| To do |
Every line from the line containing "Question. The photo above holds the small appliance" through the final line below is to be repeated exactly; no other line is.

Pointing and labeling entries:
+++++
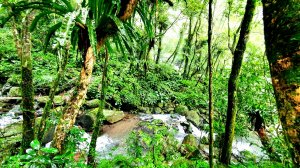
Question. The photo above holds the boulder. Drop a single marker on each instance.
(157, 110)
(190, 140)
(15, 92)
(58, 100)
(189, 146)
(14, 80)
(92, 103)
(144, 110)
(193, 117)
(204, 140)
(181, 109)
(111, 116)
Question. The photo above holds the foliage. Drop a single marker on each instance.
(153, 145)
(38, 156)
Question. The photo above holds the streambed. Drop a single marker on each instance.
(113, 139)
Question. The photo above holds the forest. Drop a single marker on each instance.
(150, 83)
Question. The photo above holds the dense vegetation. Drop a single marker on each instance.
(151, 57)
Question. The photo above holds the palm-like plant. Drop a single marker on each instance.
(89, 23)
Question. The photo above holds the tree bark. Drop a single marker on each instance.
(281, 27)
(23, 45)
(232, 83)
(210, 93)
(159, 44)
(72, 109)
(100, 116)
(47, 108)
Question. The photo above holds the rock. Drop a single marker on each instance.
(92, 103)
(5, 89)
(160, 105)
(157, 110)
(248, 156)
(190, 140)
(144, 110)
(15, 92)
(193, 117)
(14, 80)
(170, 110)
(181, 109)
(204, 140)
(189, 146)
(58, 100)
(111, 116)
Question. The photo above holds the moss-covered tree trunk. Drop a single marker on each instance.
(71, 111)
(22, 39)
(47, 108)
(232, 83)
(100, 116)
(210, 93)
(159, 47)
(282, 39)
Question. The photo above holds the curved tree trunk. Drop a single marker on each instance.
(210, 105)
(281, 27)
(47, 108)
(23, 45)
(232, 83)
(72, 109)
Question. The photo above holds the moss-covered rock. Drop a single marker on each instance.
(189, 146)
(15, 92)
(144, 110)
(157, 110)
(111, 116)
(58, 100)
(193, 117)
(181, 109)
(92, 103)
(204, 140)
(190, 140)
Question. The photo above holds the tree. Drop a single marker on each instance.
(22, 39)
(210, 105)
(232, 82)
(282, 40)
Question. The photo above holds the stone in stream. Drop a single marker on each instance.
(189, 146)
(42, 100)
(193, 117)
(181, 109)
(87, 120)
(92, 103)
(15, 92)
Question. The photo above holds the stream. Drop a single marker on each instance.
(113, 139)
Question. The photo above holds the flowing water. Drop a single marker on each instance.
(113, 139)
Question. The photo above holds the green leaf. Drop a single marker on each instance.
(36, 19)
(49, 150)
(35, 144)
(51, 32)
(30, 151)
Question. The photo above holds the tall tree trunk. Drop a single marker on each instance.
(72, 109)
(159, 44)
(47, 108)
(232, 83)
(100, 116)
(173, 55)
(281, 27)
(210, 105)
(187, 49)
(23, 45)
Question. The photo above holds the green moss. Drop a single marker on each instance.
(292, 75)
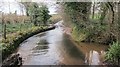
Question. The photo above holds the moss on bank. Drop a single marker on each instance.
(13, 40)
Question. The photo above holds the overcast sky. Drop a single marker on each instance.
(15, 6)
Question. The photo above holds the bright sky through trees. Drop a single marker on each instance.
(8, 6)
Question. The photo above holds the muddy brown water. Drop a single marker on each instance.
(54, 47)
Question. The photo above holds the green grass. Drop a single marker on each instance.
(14, 27)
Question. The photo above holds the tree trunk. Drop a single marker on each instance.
(119, 21)
(93, 12)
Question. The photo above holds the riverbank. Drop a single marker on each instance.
(94, 53)
(10, 46)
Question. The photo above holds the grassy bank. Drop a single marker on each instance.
(13, 40)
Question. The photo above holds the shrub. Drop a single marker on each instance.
(113, 54)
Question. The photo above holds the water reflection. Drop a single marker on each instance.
(57, 48)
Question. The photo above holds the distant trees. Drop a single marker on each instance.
(105, 29)
(39, 14)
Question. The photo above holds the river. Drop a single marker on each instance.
(55, 47)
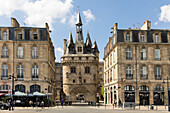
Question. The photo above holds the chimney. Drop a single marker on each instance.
(65, 46)
(146, 25)
(14, 22)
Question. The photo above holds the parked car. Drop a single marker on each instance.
(4, 106)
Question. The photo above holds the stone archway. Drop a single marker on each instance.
(81, 91)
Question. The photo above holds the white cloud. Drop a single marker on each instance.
(38, 12)
(88, 15)
(59, 53)
(165, 13)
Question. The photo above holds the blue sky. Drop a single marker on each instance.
(98, 17)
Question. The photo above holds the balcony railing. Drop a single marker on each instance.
(158, 77)
(20, 56)
(4, 56)
(4, 77)
(157, 58)
(143, 58)
(129, 76)
(128, 58)
(143, 76)
(34, 77)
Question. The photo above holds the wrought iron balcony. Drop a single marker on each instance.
(4, 77)
(143, 76)
(129, 76)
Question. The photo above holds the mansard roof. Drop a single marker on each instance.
(135, 36)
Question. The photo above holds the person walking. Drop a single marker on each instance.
(62, 102)
(120, 102)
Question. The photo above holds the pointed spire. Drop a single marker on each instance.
(95, 47)
(70, 41)
(88, 40)
(79, 22)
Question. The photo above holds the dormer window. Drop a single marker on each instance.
(20, 35)
(5, 35)
(128, 37)
(35, 35)
(142, 38)
(156, 38)
(79, 49)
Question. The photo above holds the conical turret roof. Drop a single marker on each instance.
(79, 22)
(88, 40)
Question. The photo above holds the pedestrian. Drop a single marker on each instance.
(144, 102)
(115, 102)
(120, 102)
(42, 104)
(30, 103)
(62, 102)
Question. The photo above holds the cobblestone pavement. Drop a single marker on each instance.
(80, 109)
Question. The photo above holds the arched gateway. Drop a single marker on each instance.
(80, 66)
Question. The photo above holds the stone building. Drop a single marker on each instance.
(101, 78)
(136, 65)
(28, 53)
(59, 80)
(80, 66)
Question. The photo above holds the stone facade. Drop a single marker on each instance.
(80, 67)
(136, 65)
(28, 53)
(59, 80)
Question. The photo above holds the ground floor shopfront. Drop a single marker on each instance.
(144, 94)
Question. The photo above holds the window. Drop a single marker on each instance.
(73, 69)
(72, 58)
(5, 87)
(74, 81)
(5, 35)
(142, 38)
(158, 72)
(129, 74)
(128, 54)
(143, 54)
(100, 69)
(157, 54)
(20, 88)
(143, 88)
(35, 36)
(129, 88)
(34, 52)
(20, 35)
(35, 72)
(20, 72)
(156, 38)
(20, 52)
(127, 37)
(79, 49)
(4, 72)
(94, 77)
(35, 88)
(87, 70)
(143, 72)
(87, 58)
(4, 52)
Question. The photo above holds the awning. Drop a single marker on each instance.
(38, 94)
(18, 93)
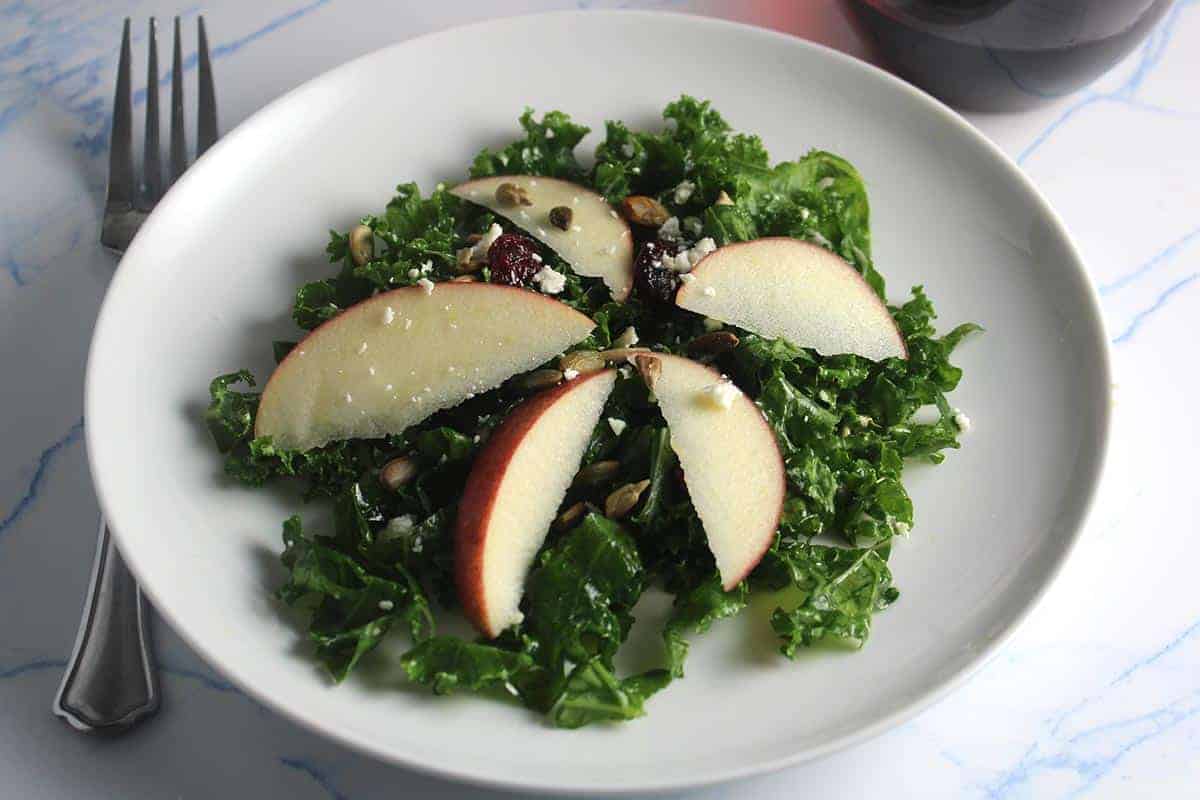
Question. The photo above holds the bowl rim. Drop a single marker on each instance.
(1091, 480)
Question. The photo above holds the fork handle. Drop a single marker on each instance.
(111, 681)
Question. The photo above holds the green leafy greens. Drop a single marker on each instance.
(845, 426)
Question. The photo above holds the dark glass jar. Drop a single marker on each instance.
(1003, 54)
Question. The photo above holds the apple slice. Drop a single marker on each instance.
(731, 463)
(396, 358)
(514, 489)
(795, 290)
(597, 242)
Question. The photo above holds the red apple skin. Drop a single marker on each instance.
(684, 289)
(481, 492)
(383, 299)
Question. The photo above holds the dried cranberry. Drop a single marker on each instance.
(511, 258)
(652, 280)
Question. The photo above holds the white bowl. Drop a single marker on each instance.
(208, 283)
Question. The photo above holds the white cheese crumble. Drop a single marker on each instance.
(550, 281)
(401, 525)
(628, 337)
(670, 229)
(720, 395)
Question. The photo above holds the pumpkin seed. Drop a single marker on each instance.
(622, 501)
(581, 361)
(539, 379)
(598, 473)
(645, 210)
(397, 471)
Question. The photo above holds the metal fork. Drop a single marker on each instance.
(111, 681)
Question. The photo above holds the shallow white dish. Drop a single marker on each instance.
(208, 283)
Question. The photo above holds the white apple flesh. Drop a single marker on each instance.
(514, 491)
(597, 242)
(795, 290)
(395, 359)
(731, 462)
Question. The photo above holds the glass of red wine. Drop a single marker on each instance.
(1003, 54)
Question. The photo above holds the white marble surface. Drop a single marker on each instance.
(1098, 695)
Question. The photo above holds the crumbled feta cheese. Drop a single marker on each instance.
(628, 337)
(401, 525)
(720, 395)
(550, 281)
(670, 229)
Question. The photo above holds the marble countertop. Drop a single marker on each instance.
(1097, 695)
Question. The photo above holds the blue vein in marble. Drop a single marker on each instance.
(35, 482)
(318, 775)
(1157, 655)
(1163, 257)
(1152, 53)
(1162, 300)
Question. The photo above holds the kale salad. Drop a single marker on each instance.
(623, 283)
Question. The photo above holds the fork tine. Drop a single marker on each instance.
(153, 155)
(207, 126)
(120, 155)
(178, 136)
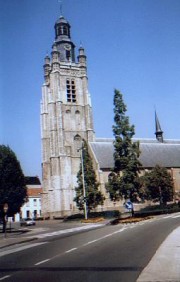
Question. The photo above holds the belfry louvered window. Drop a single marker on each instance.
(71, 90)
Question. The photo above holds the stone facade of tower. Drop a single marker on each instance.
(66, 119)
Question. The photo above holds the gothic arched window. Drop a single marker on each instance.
(71, 90)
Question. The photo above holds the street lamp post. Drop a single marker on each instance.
(83, 182)
(5, 209)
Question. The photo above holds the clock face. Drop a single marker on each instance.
(67, 47)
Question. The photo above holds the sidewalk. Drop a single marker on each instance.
(165, 264)
(163, 267)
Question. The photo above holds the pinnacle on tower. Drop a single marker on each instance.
(159, 132)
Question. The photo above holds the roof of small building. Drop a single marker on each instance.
(32, 180)
(166, 154)
(34, 192)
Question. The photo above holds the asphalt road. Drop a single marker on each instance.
(111, 253)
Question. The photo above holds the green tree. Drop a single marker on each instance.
(93, 196)
(12, 182)
(123, 182)
(158, 185)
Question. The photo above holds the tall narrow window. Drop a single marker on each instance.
(71, 91)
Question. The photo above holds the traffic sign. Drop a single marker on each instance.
(129, 205)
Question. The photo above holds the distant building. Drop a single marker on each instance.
(66, 119)
(32, 208)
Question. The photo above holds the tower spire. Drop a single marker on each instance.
(60, 7)
(159, 132)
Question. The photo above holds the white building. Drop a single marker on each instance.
(32, 208)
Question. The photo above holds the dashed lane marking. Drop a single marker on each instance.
(5, 277)
(41, 262)
(71, 250)
(66, 231)
(3, 253)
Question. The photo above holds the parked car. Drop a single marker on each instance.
(27, 222)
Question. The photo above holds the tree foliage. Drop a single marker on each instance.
(124, 180)
(93, 196)
(158, 185)
(12, 181)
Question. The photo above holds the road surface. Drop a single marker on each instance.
(109, 253)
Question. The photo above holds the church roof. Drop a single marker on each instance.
(166, 154)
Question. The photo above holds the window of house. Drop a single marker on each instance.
(71, 91)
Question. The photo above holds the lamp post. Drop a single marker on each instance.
(83, 182)
(5, 209)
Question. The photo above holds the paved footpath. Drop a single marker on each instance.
(165, 264)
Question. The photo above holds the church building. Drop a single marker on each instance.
(66, 119)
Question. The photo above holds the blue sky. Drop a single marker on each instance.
(131, 45)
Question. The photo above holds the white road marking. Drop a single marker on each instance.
(43, 261)
(70, 230)
(176, 216)
(71, 250)
(18, 249)
(5, 277)
(168, 216)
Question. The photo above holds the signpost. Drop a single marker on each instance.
(5, 209)
(129, 206)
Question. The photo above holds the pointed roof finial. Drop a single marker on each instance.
(60, 7)
(159, 132)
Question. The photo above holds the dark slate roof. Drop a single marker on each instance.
(166, 154)
(32, 180)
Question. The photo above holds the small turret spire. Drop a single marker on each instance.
(159, 132)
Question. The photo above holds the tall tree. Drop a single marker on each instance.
(87, 177)
(123, 182)
(158, 184)
(12, 181)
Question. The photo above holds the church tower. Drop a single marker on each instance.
(66, 119)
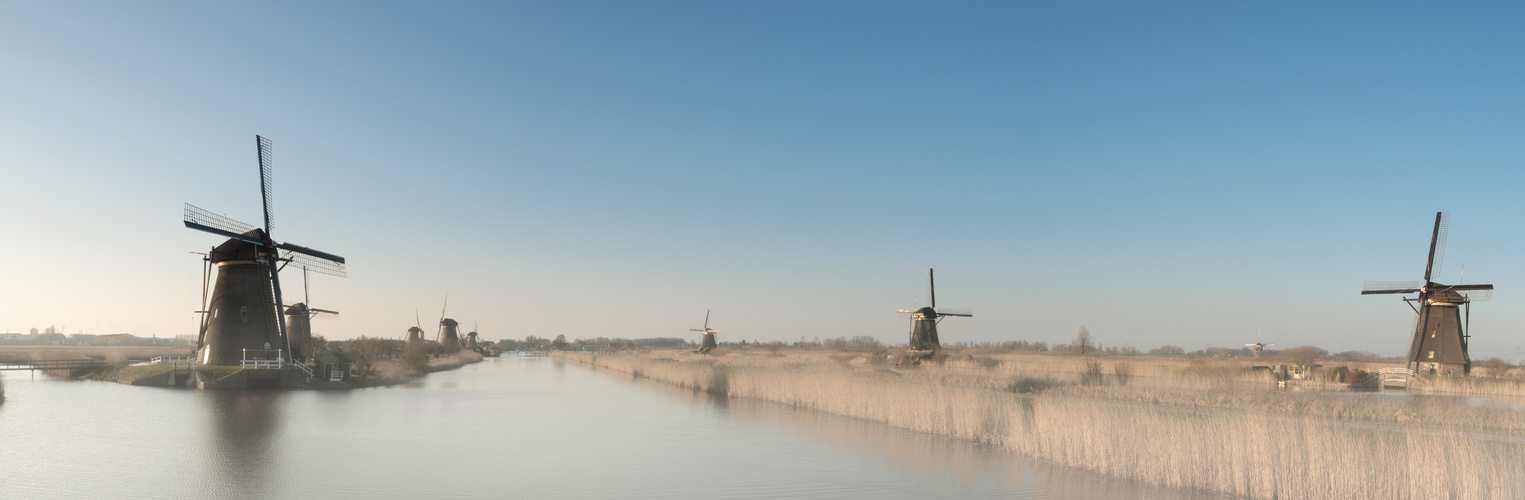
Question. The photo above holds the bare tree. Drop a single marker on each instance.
(366, 351)
(1083, 343)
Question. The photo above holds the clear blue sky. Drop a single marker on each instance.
(1182, 173)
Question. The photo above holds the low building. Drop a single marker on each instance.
(334, 366)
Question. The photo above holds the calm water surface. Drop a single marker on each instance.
(502, 429)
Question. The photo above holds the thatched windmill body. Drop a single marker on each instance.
(1258, 348)
(415, 334)
(449, 334)
(299, 320)
(924, 320)
(1443, 311)
(243, 319)
(708, 340)
(471, 342)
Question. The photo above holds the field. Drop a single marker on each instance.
(1203, 426)
(112, 354)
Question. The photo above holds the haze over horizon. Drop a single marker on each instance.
(1164, 174)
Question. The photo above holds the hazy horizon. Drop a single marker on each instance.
(1184, 174)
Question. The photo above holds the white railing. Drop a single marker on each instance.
(263, 363)
(171, 358)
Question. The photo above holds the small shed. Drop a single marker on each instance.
(334, 366)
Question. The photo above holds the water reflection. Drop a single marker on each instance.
(243, 427)
(517, 429)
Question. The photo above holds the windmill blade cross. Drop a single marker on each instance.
(317, 264)
(206, 221)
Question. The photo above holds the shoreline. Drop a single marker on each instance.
(1272, 445)
(388, 372)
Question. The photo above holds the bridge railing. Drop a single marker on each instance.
(171, 360)
(275, 363)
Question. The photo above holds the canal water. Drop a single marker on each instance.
(500, 429)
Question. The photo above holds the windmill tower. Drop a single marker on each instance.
(243, 319)
(1440, 334)
(299, 322)
(708, 342)
(471, 343)
(924, 320)
(1258, 349)
(415, 333)
(449, 334)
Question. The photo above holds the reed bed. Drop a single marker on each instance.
(1240, 445)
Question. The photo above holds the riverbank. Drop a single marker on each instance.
(1246, 442)
(388, 372)
(392, 372)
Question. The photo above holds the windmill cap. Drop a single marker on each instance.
(238, 249)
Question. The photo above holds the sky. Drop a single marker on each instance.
(1162, 174)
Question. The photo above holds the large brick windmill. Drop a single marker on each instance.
(924, 320)
(1441, 326)
(244, 319)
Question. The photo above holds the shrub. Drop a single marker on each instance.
(1092, 375)
(1123, 372)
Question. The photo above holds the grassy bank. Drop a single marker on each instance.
(1260, 444)
(389, 372)
(112, 354)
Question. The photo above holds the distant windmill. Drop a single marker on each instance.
(449, 334)
(299, 320)
(924, 320)
(244, 317)
(708, 342)
(1258, 348)
(1440, 337)
(471, 343)
(415, 333)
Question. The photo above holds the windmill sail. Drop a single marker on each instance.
(1438, 339)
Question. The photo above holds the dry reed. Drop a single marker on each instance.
(1263, 451)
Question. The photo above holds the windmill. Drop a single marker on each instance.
(1258, 348)
(708, 343)
(299, 320)
(449, 334)
(244, 317)
(924, 320)
(415, 333)
(471, 343)
(1440, 334)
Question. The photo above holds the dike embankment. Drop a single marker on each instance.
(388, 372)
(1275, 450)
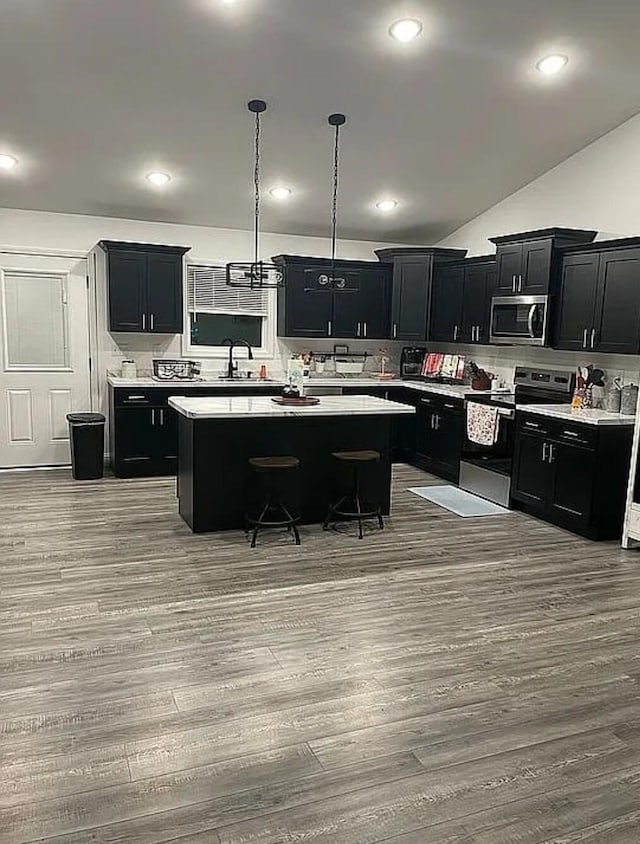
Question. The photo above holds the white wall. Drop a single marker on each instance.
(597, 188)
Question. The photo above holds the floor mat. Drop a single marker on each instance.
(458, 501)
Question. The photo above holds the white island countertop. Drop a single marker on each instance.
(566, 413)
(253, 407)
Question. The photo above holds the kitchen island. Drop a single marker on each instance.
(217, 436)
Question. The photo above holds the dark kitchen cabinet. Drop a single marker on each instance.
(352, 304)
(144, 287)
(460, 301)
(413, 270)
(143, 429)
(447, 295)
(572, 474)
(575, 312)
(439, 435)
(528, 262)
(479, 284)
(599, 302)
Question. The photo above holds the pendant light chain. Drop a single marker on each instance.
(256, 183)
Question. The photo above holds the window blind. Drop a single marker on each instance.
(208, 292)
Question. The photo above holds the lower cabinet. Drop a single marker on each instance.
(572, 474)
(143, 429)
(439, 435)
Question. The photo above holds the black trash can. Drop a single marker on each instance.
(86, 432)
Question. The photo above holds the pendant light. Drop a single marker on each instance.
(257, 274)
(337, 121)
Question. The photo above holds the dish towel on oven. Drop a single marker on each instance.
(482, 423)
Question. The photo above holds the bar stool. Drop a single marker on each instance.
(274, 512)
(351, 507)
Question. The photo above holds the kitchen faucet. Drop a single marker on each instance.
(232, 344)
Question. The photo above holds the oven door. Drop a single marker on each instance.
(519, 320)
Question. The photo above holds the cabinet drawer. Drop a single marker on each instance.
(534, 424)
(585, 436)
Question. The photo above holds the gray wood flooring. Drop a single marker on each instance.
(447, 681)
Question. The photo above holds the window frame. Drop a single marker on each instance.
(267, 351)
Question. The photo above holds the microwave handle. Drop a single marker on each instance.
(532, 313)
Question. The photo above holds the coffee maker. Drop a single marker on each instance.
(411, 361)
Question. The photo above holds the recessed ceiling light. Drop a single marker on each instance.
(386, 205)
(7, 162)
(549, 65)
(405, 30)
(159, 179)
(281, 192)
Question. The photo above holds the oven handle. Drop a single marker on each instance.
(532, 313)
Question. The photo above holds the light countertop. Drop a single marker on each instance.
(458, 391)
(252, 407)
(566, 413)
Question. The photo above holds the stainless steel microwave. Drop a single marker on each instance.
(519, 320)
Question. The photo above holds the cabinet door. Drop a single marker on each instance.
(426, 434)
(410, 303)
(446, 304)
(617, 319)
(536, 268)
(530, 480)
(476, 303)
(509, 267)
(375, 304)
(577, 302)
(135, 438)
(164, 293)
(348, 304)
(308, 302)
(450, 430)
(572, 484)
(127, 284)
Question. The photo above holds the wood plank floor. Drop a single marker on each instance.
(447, 681)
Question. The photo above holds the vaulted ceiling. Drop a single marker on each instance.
(97, 93)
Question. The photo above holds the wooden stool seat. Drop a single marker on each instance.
(274, 512)
(351, 506)
(274, 464)
(363, 456)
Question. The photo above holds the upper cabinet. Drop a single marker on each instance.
(353, 303)
(144, 286)
(598, 305)
(413, 271)
(527, 262)
(460, 301)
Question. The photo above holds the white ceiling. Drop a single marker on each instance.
(96, 93)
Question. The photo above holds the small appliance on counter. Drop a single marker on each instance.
(128, 369)
(411, 361)
(176, 370)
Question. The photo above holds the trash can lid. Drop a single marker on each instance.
(85, 418)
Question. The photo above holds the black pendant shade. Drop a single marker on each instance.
(256, 274)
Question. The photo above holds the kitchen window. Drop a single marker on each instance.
(216, 311)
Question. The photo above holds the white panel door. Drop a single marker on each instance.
(44, 329)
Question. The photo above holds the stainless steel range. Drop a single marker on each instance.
(486, 470)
+++++
| Correct answer |
Question. The photo above holds the small appliance on counter. Drop a single marker on each instance.
(128, 369)
(411, 361)
(176, 370)
Question. The photo above holds the trash can lid. Drop a single marker on each instance.
(85, 418)
Question. The photo above holds the black pendant shade. Drop a single marker on each instance.
(256, 274)
Question. The photo above holds the kitchen window. Drop a single marker on each instance.
(216, 311)
Question. The photo above holds the white panel door. Drop a single marker on each instance.
(44, 329)
Question. The photo above holds the stainless steel range. Drop a single marker on each instance.
(486, 470)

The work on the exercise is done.